• [Texto de leitura]:
*-*-*

Cavando Ideias: Filha 7 e as memórias de Marli Soares
Livro filha 7 : reúne memórias de Marli Soares e o trabalho artístico e editorial de Keila Knobel
“Da minha aldeia vejo quanto da terra se pode ver no Universo…
Por isso a minha aldeia é tão grande como outra terra qualquerPorque eu sou do tamanho do que vejo
E não do tamanho da minha altura…”
Alberto Caeiro In PESSOA, F. O Guardador de Rebanhos, In Poemas de Alberto Caeiro. Lisboa: Ática. 1946 (10ª ed. 1993). p. 32
Cavando Ideias: Filha 7 e as memórias de Marli Soares
Começo com a citação de Alberto Caeiro, ou melhor, de Fernando Pessoa enquanto este heterônimo, para comentar como a experiência do indivíduo guarda semelhanças com o geral humano. Foi assim que eu me senti lendo o livro Filha 7 de Marli Soares, editado e ilustrado por Keila Knobel, sua sobrinha.
Keila Knobel colocou o projeto de confecção do livro de memórias de família, cuja história foi genialmente escrita pela tia, a sétima filha de oito irmãos, com uma narrativa inusitada, que mistura os focos narrativos de primeira e terceira pessoa, deixando marcas de objetividade ao contar sua história, ao mesmo tempo em que deixa marcas de sensibilidade e drama, ao viver a personagem.
As primeiras páginas lembram a narrativa de uma criança, como O Meu Pé de Laranja Lima de José Mauro de Vasconcelos, uma obra publicada em 1968 que virou um best-seller, com tradução e publicação pelo mundo.
Esta primeira pausa foi apenas para sugerir que a história prende desde as primeiras páginas, em que uma criança conta a história de sua família sob seu ponto de vista. Mas esta narradora-criança vai crescendo e mudando a perspectiva da própria história: de uma criança sozinha e incompreendida até uma mulher adulta, à procura da própria felicidade.
A escritora narra vários momentos difíceis em sua vida, quando a depressão e a paralisia pareciam tomar sua vontade de viver. No entanto, teve ajuda dos irmãos, cujos nomes não são mencionados. Então, o leitor imagina que se trate da sequência de nascimento na família. No entanto, também pode ser entendido como a ordem na apreciação, ou no carinho da própria narradora; a qual em nenhum momento os nomeia, nem a ela nem a qualquer um da família. Conta apenas as dificuldades que todos enfrentaram durante a vida, claro que com o foco voltado para os sentimentos e envolvimento da própria narradora.
Sua escrita parece racional, ao mesmo tempo em que parece emocional. Ou somos nós, leitores, que mergulhamos no seu texto e o lemos até o final, sentindo cada dor, cada alegria, cada novo golpe de esperança ou desesperança. A verdade é que somos tomados pela narração e por toda gama de sentimentos que o próprio eu-lírico nos expressa.
Nas últimas folhas do livro, Marli Soares admite que tem sofrido de depressão e ansiedade por toda a vida, por isso demorou a se equilibrar com fortes momentos de paralisia diante dos problemas. Seu depoimento é sensível e consolador; narra como passa por dificuldades e muitas vezes pensa que não terá forças para seguir em frente, mas apenas segue. Para isso, conta sempre com o apoio e o afeto dos outros irmãos e irmãs nessa lista de oito.

*-*-*

• [Enunciado]: Indique, com base no texto sobre o livro Filha 7, que posição Marli Soares ocupa entre os irmãos. As linhas não entram nesta atividade.

• [Seção de dados]:
*-*-*

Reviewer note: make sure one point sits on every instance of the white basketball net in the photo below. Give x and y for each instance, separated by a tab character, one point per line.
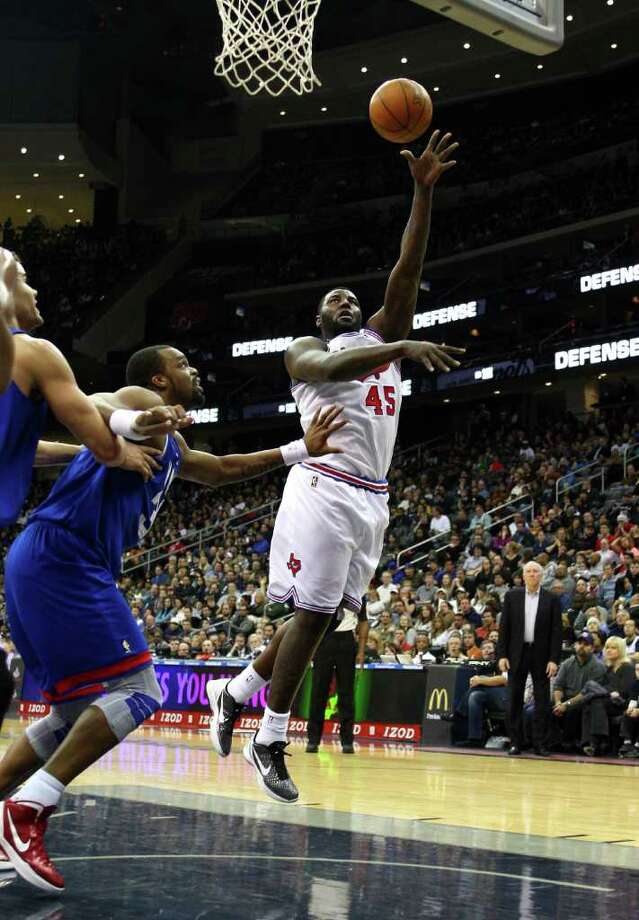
268	45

*-*-*

• [Resposta]: Marli Soares é a sétima filha de oito irmãos.